**Stated task**
Output every line below without omitting or altering anything.

**Data to process**
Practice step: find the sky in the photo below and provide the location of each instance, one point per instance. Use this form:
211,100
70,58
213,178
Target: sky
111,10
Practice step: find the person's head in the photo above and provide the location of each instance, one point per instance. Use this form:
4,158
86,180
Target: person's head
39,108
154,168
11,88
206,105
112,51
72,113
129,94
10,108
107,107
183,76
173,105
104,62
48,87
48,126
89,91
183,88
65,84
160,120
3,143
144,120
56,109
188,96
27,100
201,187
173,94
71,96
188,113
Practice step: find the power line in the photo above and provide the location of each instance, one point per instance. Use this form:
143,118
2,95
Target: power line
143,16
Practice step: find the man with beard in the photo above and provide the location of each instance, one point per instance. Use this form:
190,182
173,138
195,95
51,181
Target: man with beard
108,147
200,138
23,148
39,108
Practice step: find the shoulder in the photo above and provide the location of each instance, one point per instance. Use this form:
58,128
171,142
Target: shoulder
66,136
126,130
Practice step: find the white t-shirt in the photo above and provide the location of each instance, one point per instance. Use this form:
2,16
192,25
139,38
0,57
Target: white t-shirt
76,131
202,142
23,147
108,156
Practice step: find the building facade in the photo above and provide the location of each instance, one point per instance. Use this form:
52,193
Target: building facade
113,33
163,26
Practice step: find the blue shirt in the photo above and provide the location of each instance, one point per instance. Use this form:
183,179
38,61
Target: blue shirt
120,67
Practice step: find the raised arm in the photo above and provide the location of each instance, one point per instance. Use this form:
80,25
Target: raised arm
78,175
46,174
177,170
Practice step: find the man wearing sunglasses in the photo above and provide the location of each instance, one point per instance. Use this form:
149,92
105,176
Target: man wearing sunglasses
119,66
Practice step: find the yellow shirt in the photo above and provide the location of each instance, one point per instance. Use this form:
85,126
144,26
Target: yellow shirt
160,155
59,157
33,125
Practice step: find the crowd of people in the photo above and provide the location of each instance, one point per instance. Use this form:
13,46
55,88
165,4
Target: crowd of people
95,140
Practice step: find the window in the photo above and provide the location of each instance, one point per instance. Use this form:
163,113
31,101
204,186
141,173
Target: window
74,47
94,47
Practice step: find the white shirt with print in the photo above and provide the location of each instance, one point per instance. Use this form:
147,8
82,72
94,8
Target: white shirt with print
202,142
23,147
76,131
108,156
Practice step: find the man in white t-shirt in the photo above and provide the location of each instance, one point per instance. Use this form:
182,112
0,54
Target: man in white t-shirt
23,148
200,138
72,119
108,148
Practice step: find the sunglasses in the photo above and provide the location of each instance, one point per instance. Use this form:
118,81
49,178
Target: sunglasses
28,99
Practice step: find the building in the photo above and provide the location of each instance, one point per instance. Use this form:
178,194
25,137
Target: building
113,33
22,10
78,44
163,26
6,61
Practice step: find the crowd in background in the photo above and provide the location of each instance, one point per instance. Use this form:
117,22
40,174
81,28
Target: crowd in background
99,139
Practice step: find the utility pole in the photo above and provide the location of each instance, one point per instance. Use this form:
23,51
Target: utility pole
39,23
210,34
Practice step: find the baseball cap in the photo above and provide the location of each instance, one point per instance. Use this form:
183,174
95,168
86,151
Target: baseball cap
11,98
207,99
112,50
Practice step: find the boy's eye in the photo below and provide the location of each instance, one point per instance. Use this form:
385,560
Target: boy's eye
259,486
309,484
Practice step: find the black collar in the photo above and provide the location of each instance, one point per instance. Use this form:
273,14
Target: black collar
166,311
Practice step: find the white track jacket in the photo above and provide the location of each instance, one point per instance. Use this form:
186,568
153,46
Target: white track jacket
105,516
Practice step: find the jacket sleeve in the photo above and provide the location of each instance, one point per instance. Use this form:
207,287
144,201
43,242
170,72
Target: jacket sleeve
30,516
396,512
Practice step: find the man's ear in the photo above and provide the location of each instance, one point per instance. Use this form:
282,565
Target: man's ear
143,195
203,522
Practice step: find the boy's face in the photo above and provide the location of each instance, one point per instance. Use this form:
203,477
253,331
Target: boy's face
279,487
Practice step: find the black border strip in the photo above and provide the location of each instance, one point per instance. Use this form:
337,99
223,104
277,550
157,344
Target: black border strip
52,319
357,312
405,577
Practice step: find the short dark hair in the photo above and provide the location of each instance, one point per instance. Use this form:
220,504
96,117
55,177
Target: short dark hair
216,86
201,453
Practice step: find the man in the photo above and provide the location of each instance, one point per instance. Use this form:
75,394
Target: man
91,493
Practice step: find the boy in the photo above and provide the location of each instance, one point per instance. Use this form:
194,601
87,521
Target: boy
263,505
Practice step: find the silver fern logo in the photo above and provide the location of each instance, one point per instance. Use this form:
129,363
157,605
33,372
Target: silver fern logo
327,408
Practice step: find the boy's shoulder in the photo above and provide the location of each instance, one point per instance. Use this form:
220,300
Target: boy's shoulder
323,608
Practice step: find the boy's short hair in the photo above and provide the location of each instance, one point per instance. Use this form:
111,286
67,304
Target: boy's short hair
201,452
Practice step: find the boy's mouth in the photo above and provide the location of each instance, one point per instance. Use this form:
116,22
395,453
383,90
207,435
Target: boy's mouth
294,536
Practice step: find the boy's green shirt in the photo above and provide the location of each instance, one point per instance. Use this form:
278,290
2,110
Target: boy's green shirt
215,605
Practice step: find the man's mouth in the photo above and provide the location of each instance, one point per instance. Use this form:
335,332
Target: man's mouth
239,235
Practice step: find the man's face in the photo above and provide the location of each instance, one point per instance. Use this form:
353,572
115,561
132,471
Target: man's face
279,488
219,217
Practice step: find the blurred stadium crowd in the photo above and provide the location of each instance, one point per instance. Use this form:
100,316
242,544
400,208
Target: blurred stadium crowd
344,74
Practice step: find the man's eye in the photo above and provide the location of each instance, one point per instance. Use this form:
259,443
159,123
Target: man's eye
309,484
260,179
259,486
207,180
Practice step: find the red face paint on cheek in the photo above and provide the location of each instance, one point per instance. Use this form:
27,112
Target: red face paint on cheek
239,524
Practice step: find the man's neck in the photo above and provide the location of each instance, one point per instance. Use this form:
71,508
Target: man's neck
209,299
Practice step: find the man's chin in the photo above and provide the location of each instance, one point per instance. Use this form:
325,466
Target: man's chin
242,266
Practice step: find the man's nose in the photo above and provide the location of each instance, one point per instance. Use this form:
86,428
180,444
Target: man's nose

**Written response**
Practice step: find the sky in the photo below and provide the location of each instance, one point per instance. Use this form:
211,100
70,58
213,178
Target: sky
111,10
Practice step: find the person's head in the photo above and provide the location of each instance, one point per instance. Use this form:
4,158
86,180
Target: person's head
39,108
154,168
11,88
206,105
112,51
72,113
129,94
10,108
107,107
183,76
173,105
104,62
48,87
48,126
89,91
183,88
65,84
160,120
3,143
144,120
56,109
188,96
27,100
201,187
173,94
71,96
188,113
Practice step: find the power line in the photo above and provide the location of each instance, one point per instance. Use this form:
143,118
2,95
Target: power line
143,16
Practice step: find the man with beard in the photo above and provide the location of each instance, one point per instance. Use this form:
190,182
173,138
195,95
51,181
Target: man with beard
108,147
200,138
23,148
39,108
Practice step: find the shoulder in the photo above and provide the location of each instance, one point per instance. Use this form:
58,128
171,142
Target: shoulder
66,136
126,130
Practice step: find the white t-shirt in the photo above and provide the location of each instance, one point per instance. Use this form:
2,16
192,25
139,38
0,57
Target: white t-shirt
76,131
202,142
23,147
108,156
Practice step: find the building facade in the photo above and provide the location of each instance, one point per instance. Use this form:
52,193
Target: building facade
113,33
163,26
Practice step: find the blue shirt in the photo above and provide the location of each instance, one point per instance. Use this form:
183,179
38,61
Target: blue shirt
120,67
Practice step: find the raised arm in the photo above and provide the location of each instance, one point per instance. Use this form:
80,25
Target: raised arm
78,175
46,174
177,170
Practice step: find the man wearing sunglasses in the photo above and provide the location of each instance, one point per instance. Use this form:
149,92
105,176
Target: man wearing sunglasses
119,66
Practice step: find the yellow shirt in the photo above and provide the location of each instance, one point per instance. Use this form:
85,126
144,26
Target: yellow shirt
160,155
59,157
33,125
Practice step: find the crowd of people in the photo above and provide the location of each instance, one point per instance. Use this form:
13,46
55,88
165,4
Target: crowd of people
95,140
Practice step: find the window in the photo above and provide the location of each instance, one point per instance. Use this form:
163,113
31,101
204,186
141,173
Target: window
74,47
94,47
Practice step: find the white shirt with print in the photo above and provide the location of each instance, one point per instance. Use this form:
147,8
82,72
94,8
Target: white shirt with print
202,142
23,147
76,131
108,156
Practice step: find the man in white t-shirt in the photo above and provide the location of each instance, one point per instance. Use this form:
182,112
0,54
Target: man in white t-shirt
23,148
200,138
72,119
108,148
Practice step: find the sunglasses in the photo above and provide the location of each instance, one point per instance. Use this form:
118,81
49,178
Target: sunglasses
28,99
Practice step: find the building in the photo above and provide the location of each instance, one point per instance. Use this form:
178,194
25,137
Target: building
113,33
22,10
78,44
163,26
6,61
Practice step: find the crowd in background in the photo above and provide the location of each instance, one point per instance. Use this form:
117,22
40,174
81,28
Target: crowd in background
99,139
Practice step: find the utility pole in the photo above and provide the location of each instance, one point per instance. Use this form:
23,51
Target: utility pole
39,23
210,34
Practice step: find the baseball cap in the photo above and provide the location of each instance, one point per instance. Use this form:
183,174
95,168
86,151
Target: baseball cap
11,98
207,99
112,50
Practice step: find the boy's eye in the photo below and provide the location of each instance, one point per instance. Use this form:
385,560
Target: boy's eye
259,486
309,484
Practice step: find the black collar in the photo above and provide the location of each instance, one point per instance. Use this form:
273,14
Target: black collar
166,311
Practice step: find the white track jacket in the photo above and provide the location of each instance, one point per instance. Use this form:
186,568
153,46
Target: white track jacket
105,516
Practice step: find the jacket sleeve in the photo above and provide the location of each instance, one point per instance. Use this form:
207,287
144,201
43,242
170,72
Target: jacket sleeve
30,516
396,512
Practice step: find the man's ear in the photo above and provide the location of each instance, one point per instance. Use this form:
282,565
Target: man's ear
143,195
203,522
Practice step: find the boy's face in the photo above and provide the location of each instance, one point per instance. Use this form:
203,477
253,331
Target: boy's face
279,487
Practice step: find the black border strip in the photo above and provide the location of each instance, one point per instance. Use this form:
337,99
223,104
277,550
157,344
Target: black border strip
52,319
357,312
405,577
Practice step: find the short dark hair in the photo above and provide the location of each instance, one point per instance. Use this form:
220,504
96,117
55,177
Target: short dark hair
216,86
201,453
Practice step: find the man in the photo above and provide the location of each instance, one point per instance. Use this form:
75,394
Target: man
91,493
Practice step: find the boy in the photo above and provide the location of each instance, one point per instance. Use this form:
194,601
87,521
Target: boy
263,505
Practice step: find the silver fern logo in the photo above and provide the location of each instance, one point per instance. Use this form:
129,363
157,605
33,372
Target: silver fern logo
327,408
Practice step: find the boy's shoulder in the photo above and provide the location of each instance, one point per instance. Use this form:
220,300
Target: boy's shoulder
323,608
Practice step: find the boy's short hair in the photo above and provide the location of each instance, one point per instance. Use this form:
111,286
67,304
Target: boy's short hair
201,452
Practice step: find the boy's mouth in the photo above and provide the location of each instance, one point per instance. Use this form:
116,22
395,453
383,90
207,435
Target: boy's mouth
294,536
Practice step: find the boy's green shirt in the photo above and provide the location of each instance, one point per instance. Use this form:
278,290
2,110
Target: boy's green shirt
215,605
Practice step: find the man's mouth in the photo above and provide the location of each instance, one point per instance. Use this form:
335,332
Target: man's mouth
239,235
Practice step: find the man's face in the photo above and provide the location of each instance, one point per instance. Use this form:
353,572
115,561
132,471
Target: man's face
279,488
219,217
Practice step: find the blurred stadium crowd in the photo above and provide the location of each instance, one point per instance. Use this form:
100,316
242,544
400,208
Target: blurred stadium crowd
344,74
Practice step: find the man's eye in the photo above and provide the location of each instance, one point per instance. Use this form:
259,443
159,123
Target: man's eye
309,484
260,179
259,486
207,180
Practice step: find the red face paint on cheek in the photo above and provide the location of each instance, one point per instance. Use this form:
27,112
Target: red face paint on cheek
239,524
Practice step: find the man's neck in the photo above and provide the location of each instance, one point per instance. Use this form:
71,508
Target: man's neck
209,299
Practice step: find the man's chin in the photo above and provide the location of each instance, one point per instance. Use this form:
325,466
Target: man's chin
242,266
Practice step: find the man's nose in the photo above and provide the location of each instance, one point per instance. Use this form:
86,428
180,444
Target: man's nose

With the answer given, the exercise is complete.